Exercise prompt:
Start at the line in the entries below that contains "box: [296, 139, 370, 263]", stop at the line that contains "positive clicks: (300, 256)", and output exactly the lines in that span, both ends included.

Segment Start: Records supplied

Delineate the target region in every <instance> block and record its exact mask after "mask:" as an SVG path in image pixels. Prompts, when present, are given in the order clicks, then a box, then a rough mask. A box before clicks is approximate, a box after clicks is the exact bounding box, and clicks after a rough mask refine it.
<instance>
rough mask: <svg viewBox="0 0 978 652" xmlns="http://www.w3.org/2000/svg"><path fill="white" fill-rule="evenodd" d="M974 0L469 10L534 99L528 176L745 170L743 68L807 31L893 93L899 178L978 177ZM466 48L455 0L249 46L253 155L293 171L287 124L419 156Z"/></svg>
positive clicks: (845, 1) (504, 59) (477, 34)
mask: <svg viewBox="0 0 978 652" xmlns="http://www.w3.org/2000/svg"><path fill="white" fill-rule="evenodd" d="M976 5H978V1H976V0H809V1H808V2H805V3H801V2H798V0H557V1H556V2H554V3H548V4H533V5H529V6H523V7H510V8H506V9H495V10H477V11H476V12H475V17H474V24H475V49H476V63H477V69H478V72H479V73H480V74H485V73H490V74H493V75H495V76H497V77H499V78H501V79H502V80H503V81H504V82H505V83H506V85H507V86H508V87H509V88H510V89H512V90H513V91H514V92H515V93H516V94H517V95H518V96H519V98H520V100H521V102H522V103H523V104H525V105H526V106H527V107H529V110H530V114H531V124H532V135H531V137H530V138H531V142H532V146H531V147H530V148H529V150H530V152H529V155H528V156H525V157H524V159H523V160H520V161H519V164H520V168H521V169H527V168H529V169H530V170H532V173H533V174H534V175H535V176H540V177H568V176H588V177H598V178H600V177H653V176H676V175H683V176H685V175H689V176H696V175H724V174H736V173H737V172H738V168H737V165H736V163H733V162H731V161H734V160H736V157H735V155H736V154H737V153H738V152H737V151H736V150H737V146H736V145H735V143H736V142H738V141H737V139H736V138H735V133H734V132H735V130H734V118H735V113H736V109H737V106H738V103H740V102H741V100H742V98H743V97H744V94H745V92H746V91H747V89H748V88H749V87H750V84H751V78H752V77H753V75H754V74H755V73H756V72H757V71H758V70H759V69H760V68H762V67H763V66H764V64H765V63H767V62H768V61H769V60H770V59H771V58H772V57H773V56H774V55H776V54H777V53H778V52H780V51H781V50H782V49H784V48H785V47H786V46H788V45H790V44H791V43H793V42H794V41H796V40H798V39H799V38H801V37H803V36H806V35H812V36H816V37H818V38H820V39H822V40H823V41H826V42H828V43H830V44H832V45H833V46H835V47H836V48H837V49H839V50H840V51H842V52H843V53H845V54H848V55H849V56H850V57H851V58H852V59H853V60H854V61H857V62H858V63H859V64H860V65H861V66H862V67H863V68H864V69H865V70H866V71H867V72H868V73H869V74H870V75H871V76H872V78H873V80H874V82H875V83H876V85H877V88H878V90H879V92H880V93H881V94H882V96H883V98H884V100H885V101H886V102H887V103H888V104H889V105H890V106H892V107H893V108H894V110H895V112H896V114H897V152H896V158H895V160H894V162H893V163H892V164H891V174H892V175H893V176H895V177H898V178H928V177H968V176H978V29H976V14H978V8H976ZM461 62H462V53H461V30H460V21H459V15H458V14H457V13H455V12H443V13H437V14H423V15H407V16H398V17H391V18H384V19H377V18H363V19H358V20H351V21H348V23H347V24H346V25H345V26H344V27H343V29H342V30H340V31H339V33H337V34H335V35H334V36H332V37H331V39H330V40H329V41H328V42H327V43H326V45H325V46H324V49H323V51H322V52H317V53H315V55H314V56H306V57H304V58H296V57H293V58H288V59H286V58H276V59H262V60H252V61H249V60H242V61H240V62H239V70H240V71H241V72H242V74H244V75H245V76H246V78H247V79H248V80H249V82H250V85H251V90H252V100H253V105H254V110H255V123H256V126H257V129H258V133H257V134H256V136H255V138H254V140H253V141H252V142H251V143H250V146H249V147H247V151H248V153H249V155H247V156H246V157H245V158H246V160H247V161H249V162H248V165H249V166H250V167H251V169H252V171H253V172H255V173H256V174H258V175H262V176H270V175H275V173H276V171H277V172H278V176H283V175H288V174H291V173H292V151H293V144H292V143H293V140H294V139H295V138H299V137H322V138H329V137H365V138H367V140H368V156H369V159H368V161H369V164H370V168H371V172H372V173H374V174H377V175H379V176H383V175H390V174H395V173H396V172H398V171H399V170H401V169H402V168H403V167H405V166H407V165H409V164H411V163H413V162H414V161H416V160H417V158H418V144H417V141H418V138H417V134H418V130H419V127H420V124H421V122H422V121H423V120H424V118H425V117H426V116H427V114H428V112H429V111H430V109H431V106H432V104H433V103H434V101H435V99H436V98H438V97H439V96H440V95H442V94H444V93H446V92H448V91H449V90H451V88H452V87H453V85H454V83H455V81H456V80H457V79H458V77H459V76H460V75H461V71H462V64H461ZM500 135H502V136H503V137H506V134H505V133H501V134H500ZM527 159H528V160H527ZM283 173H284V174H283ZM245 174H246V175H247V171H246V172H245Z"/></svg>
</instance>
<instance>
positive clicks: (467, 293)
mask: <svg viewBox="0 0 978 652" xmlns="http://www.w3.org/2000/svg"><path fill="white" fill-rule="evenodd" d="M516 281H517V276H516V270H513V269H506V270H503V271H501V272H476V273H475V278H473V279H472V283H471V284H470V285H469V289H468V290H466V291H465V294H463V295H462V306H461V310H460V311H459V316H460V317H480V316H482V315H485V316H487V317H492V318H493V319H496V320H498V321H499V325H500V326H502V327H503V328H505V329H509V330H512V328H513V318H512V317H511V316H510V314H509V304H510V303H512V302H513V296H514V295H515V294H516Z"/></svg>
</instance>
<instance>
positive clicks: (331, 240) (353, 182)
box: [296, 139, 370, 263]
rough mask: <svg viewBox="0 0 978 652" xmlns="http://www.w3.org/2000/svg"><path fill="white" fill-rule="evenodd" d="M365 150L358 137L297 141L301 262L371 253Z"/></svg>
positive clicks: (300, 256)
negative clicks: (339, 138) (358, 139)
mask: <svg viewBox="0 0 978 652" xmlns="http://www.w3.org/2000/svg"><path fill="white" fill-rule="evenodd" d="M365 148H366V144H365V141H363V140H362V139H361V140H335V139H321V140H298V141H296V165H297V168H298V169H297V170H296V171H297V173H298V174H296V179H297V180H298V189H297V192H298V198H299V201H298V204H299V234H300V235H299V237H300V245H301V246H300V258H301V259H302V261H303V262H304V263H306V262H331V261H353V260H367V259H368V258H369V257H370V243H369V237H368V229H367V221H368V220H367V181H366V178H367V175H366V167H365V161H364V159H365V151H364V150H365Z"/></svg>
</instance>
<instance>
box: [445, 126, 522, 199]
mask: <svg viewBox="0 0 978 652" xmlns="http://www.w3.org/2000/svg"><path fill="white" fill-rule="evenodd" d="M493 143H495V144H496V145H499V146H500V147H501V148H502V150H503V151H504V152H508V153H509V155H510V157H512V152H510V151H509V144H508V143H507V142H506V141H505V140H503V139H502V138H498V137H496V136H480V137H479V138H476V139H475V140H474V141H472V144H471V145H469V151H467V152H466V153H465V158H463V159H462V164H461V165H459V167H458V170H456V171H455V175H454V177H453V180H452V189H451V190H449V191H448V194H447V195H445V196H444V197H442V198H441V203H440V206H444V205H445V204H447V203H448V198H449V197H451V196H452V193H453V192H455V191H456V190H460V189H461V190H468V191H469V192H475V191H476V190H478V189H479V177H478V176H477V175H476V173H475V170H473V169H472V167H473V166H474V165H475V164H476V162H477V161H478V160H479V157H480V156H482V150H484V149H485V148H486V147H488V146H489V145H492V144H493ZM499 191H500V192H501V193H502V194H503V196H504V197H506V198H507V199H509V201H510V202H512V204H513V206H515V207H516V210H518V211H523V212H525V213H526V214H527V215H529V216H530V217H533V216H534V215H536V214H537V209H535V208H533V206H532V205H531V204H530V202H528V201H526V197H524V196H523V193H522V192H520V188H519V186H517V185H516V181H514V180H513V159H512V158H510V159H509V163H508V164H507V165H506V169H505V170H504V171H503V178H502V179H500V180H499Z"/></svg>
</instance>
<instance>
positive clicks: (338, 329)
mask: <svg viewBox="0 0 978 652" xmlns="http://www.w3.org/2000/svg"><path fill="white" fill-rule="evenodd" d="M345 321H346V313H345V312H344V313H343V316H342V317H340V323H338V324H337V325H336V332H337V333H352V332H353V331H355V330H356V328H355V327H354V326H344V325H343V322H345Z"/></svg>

Segment End: Records supplied

Solution to the problem:
box: [296, 139, 370, 263]
rough mask: <svg viewBox="0 0 978 652" xmlns="http://www.w3.org/2000/svg"><path fill="white" fill-rule="evenodd" d="M365 150L358 137L297 141L301 262L371 253Z"/></svg>
positive clicks: (300, 256)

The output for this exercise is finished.